>>>>

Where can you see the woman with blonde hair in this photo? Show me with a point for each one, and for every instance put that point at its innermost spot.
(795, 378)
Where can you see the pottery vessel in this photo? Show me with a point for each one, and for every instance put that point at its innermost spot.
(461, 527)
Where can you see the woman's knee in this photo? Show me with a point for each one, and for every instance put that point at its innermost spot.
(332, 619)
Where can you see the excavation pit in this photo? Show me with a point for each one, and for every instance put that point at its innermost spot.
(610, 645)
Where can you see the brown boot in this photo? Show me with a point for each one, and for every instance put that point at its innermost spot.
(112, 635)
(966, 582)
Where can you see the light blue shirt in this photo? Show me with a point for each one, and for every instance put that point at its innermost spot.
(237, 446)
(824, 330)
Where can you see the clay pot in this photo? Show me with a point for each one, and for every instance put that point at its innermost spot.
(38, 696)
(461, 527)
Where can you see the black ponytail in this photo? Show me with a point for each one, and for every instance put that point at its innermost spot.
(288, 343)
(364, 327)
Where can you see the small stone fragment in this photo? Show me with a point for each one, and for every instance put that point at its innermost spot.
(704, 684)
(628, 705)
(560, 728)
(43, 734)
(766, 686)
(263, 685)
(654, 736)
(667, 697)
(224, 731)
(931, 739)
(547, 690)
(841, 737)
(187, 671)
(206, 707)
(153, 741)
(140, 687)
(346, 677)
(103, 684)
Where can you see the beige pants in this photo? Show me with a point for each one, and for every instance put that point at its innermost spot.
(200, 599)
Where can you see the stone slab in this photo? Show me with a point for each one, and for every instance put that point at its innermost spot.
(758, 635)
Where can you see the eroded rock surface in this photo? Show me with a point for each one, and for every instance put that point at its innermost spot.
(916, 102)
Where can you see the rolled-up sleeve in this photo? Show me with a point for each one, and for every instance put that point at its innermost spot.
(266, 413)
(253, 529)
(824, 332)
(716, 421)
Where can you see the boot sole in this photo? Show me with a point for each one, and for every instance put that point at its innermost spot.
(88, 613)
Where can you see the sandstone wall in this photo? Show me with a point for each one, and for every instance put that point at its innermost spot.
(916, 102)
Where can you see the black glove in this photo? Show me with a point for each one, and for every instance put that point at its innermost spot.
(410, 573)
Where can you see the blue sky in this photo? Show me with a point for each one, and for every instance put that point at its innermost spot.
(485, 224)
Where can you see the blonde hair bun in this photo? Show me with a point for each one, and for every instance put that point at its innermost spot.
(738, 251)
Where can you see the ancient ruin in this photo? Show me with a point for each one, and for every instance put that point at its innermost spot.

<<<<

TASK OBJECTIVE. The records shown above are to be retyped exactly, with none omitted.

THE ANSWER.
Where can you see the woman with blonde hair in this photo? Show me with a point for each one, and for every instance put that point at its innermost spot.
(795, 378)
Where can you see the pottery vessel in this photo? Show me with a point for each one, and for every instance put that point at its innermost spot.
(461, 527)
Where can you see the woman's knee in this photo? Show me with a point for each one, and for every instance put that point at its innermost spot.
(332, 619)
Where can you see the excavation pit in this photo? Show me with a point for each one, and for every instance put that point at its innermost spot.
(610, 645)
Where can you see the brown boot in this photo? Show me with a point for each one, and for every instance put that point at its innermost spot.
(112, 635)
(966, 582)
Where can you see the light blue shirt in this photo? Show me with a point for each one, and for every instance put that point at its innermost spot.
(237, 446)
(824, 330)
Where can you see the clay pot in this photo? Show me with a point for each one, and for every instance put that point at its innermost spot.
(38, 696)
(461, 527)
Where can you see the black ponytail in this photo? Show me with a point for each one, and for every instance put that point at its innermost spot.
(288, 343)
(364, 327)
Where can you see the small stone fragment in this photo? Show me with a point for each one, and for every instance put that point at its innermost spot.
(704, 684)
(628, 705)
(560, 728)
(43, 734)
(766, 686)
(263, 685)
(654, 736)
(667, 697)
(224, 731)
(931, 739)
(547, 690)
(841, 737)
(187, 671)
(206, 707)
(153, 741)
(140, 687)
(346, 677)
(103, 684)
Where can you see the beige pants in this photo? Show me with a point for each one, and for every instance put that point at its innermost spot.
(200, 599)
Where can you see the stone slab in this photo? Show me with a point for each one, and for every instance put that point at its innermost spot.
(758, 635)
Where can you see the eroded rock surface in this photo? Show me with a point for each one, and for every instance put that point at its innermost spot.
(916, 102)
Where can you see the rolled-up sleeve in this photo? Show me with a point for each one, and for every instance put that point at its innermost spot.
(266, 413)
(253, 529)
(824, 332)
(716, 421)
Where can you see the boot sole in this photo? Show me with a point for each one, and for every instance put that point at its innermost spot.
(88, 613)
Where can you see the sandstone wall in this photo? Show me with a point for each one, and for every instance put that point at its innermost spot.
(916, 102)
Where can you see the black glove in this photo? Show me with a point for each one, and for every instance put that point at its innermost spot.
(410, 573)
Where can you see the blue sky in this photo? Show me with a point for each one, and for every instance put that point at its innermost spot.
(485, 224)
Where can you see the blonde hair bun in this photo? Show me with a point for each one, and for every instance put that point at its innermost spot.
(738, 251)
Where can you see the ancient ruin in this photo? Show me with a point for each one, and for every instance put that point at its innermost spot.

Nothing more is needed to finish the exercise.